§ DATASET ROWS:
○ ○ ○ ○

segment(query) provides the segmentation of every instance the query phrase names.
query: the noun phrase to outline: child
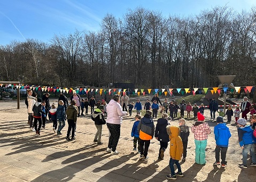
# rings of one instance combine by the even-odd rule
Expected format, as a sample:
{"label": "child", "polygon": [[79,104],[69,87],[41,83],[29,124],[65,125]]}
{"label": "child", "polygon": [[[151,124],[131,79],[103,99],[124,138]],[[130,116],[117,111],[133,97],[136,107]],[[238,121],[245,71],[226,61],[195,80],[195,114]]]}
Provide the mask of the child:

○ ○ ○ ○

Render every line of the items above as a numbered list, omitting blank lines and leaving out the pictures.

1. segment(query) provides the segmentation of every instance the query phrase names.
2. query: the noun phrase to outline: child
3. # rings of one instance combine by the even-odd rule
4. Expected format, as a sample:
5. {"label": "child", "polygon": [[79,104],[69,87],[41,83],[29,124],[65,125]]}
6. {"label": "child", "polygon": [[[151,124],[131,79],[103,99],[124,138]],[[130,116],[117,111],[133,97],[136,107]],[[238,121],[245,71],[226,61],[195,80],[195,114]]]}
7. Provide the mask of the child:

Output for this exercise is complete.